┌──

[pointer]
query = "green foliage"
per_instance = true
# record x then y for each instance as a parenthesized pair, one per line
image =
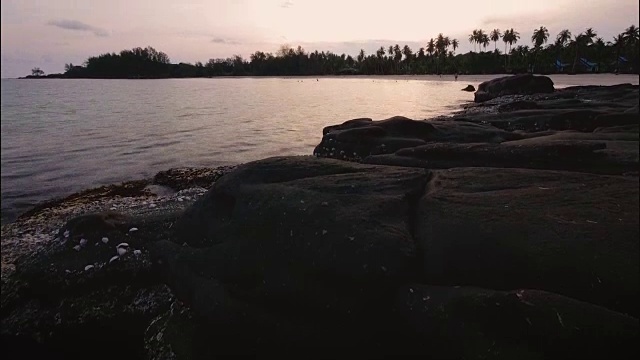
(436, 57)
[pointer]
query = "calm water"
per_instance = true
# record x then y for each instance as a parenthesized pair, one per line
(61, 136)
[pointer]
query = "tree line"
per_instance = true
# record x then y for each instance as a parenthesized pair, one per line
(567, 53)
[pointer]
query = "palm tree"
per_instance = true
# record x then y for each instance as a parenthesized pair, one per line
(361, 56)
(482, 38)
(578, 42)
(563, 37)
(380, 56)
(619, 42)
(539, 37)
(473, 38)
(495, 36)
(632, 34)
(512, 37)
(408, 55)
(485, 41)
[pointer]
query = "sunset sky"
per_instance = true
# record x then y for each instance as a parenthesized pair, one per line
(50, 33)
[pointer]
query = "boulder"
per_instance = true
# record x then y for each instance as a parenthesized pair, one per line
(461, 322)
(91, 292)
(513, 85)
(569, 233)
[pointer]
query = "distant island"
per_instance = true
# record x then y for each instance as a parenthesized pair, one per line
(568, 54)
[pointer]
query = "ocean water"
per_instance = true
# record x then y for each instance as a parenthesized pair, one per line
(62, 136)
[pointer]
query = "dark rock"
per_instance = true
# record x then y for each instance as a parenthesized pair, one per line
(512, 85)
(184, 178)
(518, 105)
(569, 233)
(75, 294)
(547, 152)
(468, 323)
(297, 241)
(357, 140)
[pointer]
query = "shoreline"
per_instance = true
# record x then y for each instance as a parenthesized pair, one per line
(389, 77)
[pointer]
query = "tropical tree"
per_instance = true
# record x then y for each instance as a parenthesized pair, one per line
(454, 45)
(361, 56)
(510, 37)
(484, 40)
(495, 36)
(472, 38)
(539, 37)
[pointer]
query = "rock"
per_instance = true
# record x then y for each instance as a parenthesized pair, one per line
(61, 303)
(449, 322)
(262, 235)
(510, 85)
(357, 140)
(568, 233)
(550, 152)
(184, 178)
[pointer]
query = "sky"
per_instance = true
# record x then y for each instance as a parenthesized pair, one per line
(50, 33)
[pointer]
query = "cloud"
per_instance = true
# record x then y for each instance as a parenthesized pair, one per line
(78, 26)
(225, 41)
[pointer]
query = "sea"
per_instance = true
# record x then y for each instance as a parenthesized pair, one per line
(60, 136)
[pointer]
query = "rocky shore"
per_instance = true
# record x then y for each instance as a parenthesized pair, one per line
(507, 230)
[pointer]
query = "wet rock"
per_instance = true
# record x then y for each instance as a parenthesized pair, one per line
(450, 322)
(184, 178)
(569, 233)
(67, 303)
(510, 85)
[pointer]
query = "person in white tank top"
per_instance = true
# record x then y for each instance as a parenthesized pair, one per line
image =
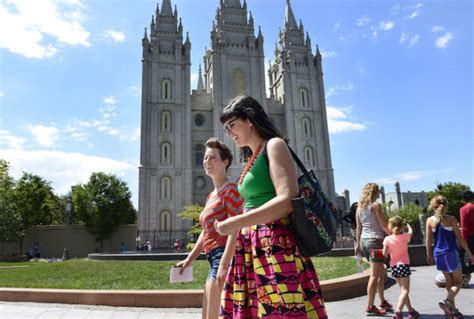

└──

#### [WORK TO COMPLETE]
Output the records above exactly as written, but leave out the pictures.

#### [TASK RESULT]
[pointer]
query = "green foliage"
per_instance = true
# record x then y for each instance as a parenthesized pair, one per line
image =
(436, 57)
[pointer]
query = "calm water"
per_instance = true
# record x then y for each instance as a parenthesized pair, one per line
(61, 136)
[pointer]
query = "tree line"
per_instance = true
# record x then y for each instance as a parenthesized pair, one per line
(567, 53)
[pointer]
query = "palm tree"
per_instance = true
# record x then y for each instance as a parenthesized pair, one per line
(361, 56)
(482, 38)
(578, 42)
(563, 37)
(380, 56)
(619, 42)
(539, 37)
(473, 38)
(495, 36)
(632, 34)
(512, 37)
(408, 55)
(485, 41)
[pointer]
query = "sunset sky"
per_instance = true
# record x then y for each instance as a parenthesized pair, one per line
(50, 33)
[pointer]
query = "boulder"
per_instance = true
# record x then y for each instance as a parenthesized pair, one per line
(461, 322)
(91, 292)
(513, 85)
(569, 233)
[pointer]
query = "distant island"
per_instance = true
# record x then y for each instance as a parenthesized pair, one per line
(568, 54)
[pointer]
query = "ocean water"
per_instance = true
# record x then y for each instance as a parenthesized pair, one per line
(62, 136)
[pointer]
query = "dark rock"
per_instance = true
# record x then y for each instance as a parenthesized pair, one per line
(512, 85)
(184, 178)
(518, 105)
(569, 233)
(75, 294)
(547, 152)
(468, 323)
(297, 241)
(357, 140)
[pointer]
query = "shoreline"
per_instance = true
# record x then y for each instance as a parenthesized pair, one per line
(389, 77)
[pointer]
query = "tropical tree"
per_instance = true
# record x then y for each instance as a parenthesized pair, one per line
(454, 45)
(361, 56)
(510, 37)
(484, 40)
(495, 36)
(472, 38)
(539, 37)
[pointer]
query = "rock"
per_instance = true
# record x then y for each instance as a parenthesized pair, one per line
(61, 303)
(449, 322)
(262, 235)
(510, 85)
(357, 140)
(568, 233)
(550, 152)
(184, 178)
[pointer]
query = "sky"
per_instance = true
# record x then y for each instance as a parenthesized pair, one per line
(50, 33)
[pointer]
query = "cloud"
per_instance = true
# record x then y for each instance as a parenthesized pair, one per line
(78, 26)
(225, 41)
[pointer]
query = "sea"
per_instance = true
# record x then y for each instance as a parenthesized pair, one per line
(60, 136)
[pointer]
query = "rocky shore"
per_instance = true
# record x then y for each instance as a parenthesized pair, one per line
(507, 230)
[pointer]
query = "wet rock"
per_instance = true
# record x then y for each instance as a parenthesized pair, one per line
(450, 322)
(184, 178)
(569, 233)
(67, 303)
(510, 85)
[pointer]
query = "person in white tank top"
per_instance = true
# record x then y for each instance as a parenthesized pair, one per line
image =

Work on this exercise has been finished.